Alıştırma yönergesi >> Aşağıdaki, Türkiye–AB Gümrük Birliği ve AYM'nin bu ilişkiye etkisi üzerine olan metni son cümlesinden sonra sürdürür müsünüz?

Belge >>
Türkiye ile AB arasında 1995 yılında imza edilen Ortaklık Konsey Kararı ile üyeliğe giden yolda bir aşama olan Gümrük Birliği taraflar arasında inşa edilmiştir. Gümrük Birliğinin ana amacı malların serbest dolaşımını sağlamak olduğu için AB teknik mevzuatının uyumlaştırılması gibi ticarette teknik engel olabilecek tüm unsurlar ortadan kaldırılmıştır. Bugün ilgili fasılların müzakere süreçleri belirli yönleri ile askıda olsa da Türkiye’nin AB’ye tam üye olma süreci devam etmektedir. Dolayısıyla, AB’nin AYM ve beraberindeki politikaların ve uygulamaların Türkiye’yi mevcut ilişkiler bakımından ne şekilde etkileyeceğinin açıklığa kavuşturulması büyük önem arz etmektedir. Bu çerçevede söz konusu süreci ülkemiz adına koordine eden Ticaret Bakanlığı’nın Avrupa Komisyonuna yönelik 6 Nisan 2020 tarihli yazışması olmuştur. Söz konusu yazışmada AYM’nin, başta AB’nin ülkemiz ile arasındaki ikili ve uluslararası anlaşmalar kapsamındaki yükümlülükleri çerçevesinde, Gümrük Birliği ve AKÇT STA’sı hükümleri olmak üzere DTÖ kuralları ile Birleşmiş Milletler İklim Değişikliği Çerçeve Sözleşmesinin “ortak fakat farklılaştırılmış sorumluluklar ve göreceli kabiliyetler” ilkesine uyumluluğu konusundaki endişeler dile getirilirken, gerekli danışmaların yürütülmesi ihtiyacı belirtilmiştir. Bu kapsamda, Gümrük Birliği Kararının ithalatta yeni bir gümrük vergisi uygulanamayacağına ve taraflar arasındaki ticarette keyfi bir ayrımcılığa veya örtülü bir kısıtlamaya yol açacak miktar kısıtlamalarının yasak olduğuna ilişkin ilgili maddelerine vurgu yapıldığı görülmüştür.

Sağlanan malzeme >>
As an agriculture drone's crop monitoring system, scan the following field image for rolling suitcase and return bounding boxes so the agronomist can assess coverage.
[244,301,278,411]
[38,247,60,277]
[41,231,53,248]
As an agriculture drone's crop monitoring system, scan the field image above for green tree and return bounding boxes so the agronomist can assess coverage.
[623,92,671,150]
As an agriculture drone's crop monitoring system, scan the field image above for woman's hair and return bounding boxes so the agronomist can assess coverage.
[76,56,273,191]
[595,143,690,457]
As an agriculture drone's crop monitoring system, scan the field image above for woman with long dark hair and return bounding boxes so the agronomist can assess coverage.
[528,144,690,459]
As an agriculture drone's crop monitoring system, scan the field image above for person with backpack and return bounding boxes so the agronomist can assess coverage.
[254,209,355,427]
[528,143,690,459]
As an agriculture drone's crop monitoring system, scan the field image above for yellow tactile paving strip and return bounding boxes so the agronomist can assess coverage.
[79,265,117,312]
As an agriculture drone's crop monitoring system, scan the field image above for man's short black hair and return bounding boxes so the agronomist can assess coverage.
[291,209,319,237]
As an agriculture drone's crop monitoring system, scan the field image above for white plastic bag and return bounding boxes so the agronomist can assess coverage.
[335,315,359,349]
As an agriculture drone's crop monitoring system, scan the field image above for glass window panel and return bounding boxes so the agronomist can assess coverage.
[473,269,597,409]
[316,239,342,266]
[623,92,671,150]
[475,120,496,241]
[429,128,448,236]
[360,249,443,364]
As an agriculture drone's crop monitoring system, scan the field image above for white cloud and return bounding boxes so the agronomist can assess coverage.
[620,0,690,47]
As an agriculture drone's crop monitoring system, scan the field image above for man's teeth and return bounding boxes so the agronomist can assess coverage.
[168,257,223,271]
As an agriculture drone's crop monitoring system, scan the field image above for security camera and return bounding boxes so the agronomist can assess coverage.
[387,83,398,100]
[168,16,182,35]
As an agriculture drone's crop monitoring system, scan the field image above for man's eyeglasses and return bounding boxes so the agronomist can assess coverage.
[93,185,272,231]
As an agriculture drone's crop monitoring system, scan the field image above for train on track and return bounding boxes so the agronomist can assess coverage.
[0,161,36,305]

Problemin cevabı >>
2020 yılında ülkemizin dünyaya 169,6 milyar ABD doları ihracatının yaklaşık 70 milyar ABD dolar ile %41’i AB-27 ülkelerine gerçekleştirilirken; söz konusu değişiklikleri takip etmesi muhtemel görünen Birleşik Krallık da dahil edilirse, bu tutar 81 milyar ABD doları ile ihracatımızın neredeyse yarısına denk gelmektedir. Dolayısıyla, AYM ile öngörülen değişikliklerin, Gümrük Birliği ile AB’ye sağladığımız yakın ticari ve ekonomik bütünleşme ile entegre olduğumuz değer zincirleri üzerinde doğrudan etkileri olması kaçınılmazdır.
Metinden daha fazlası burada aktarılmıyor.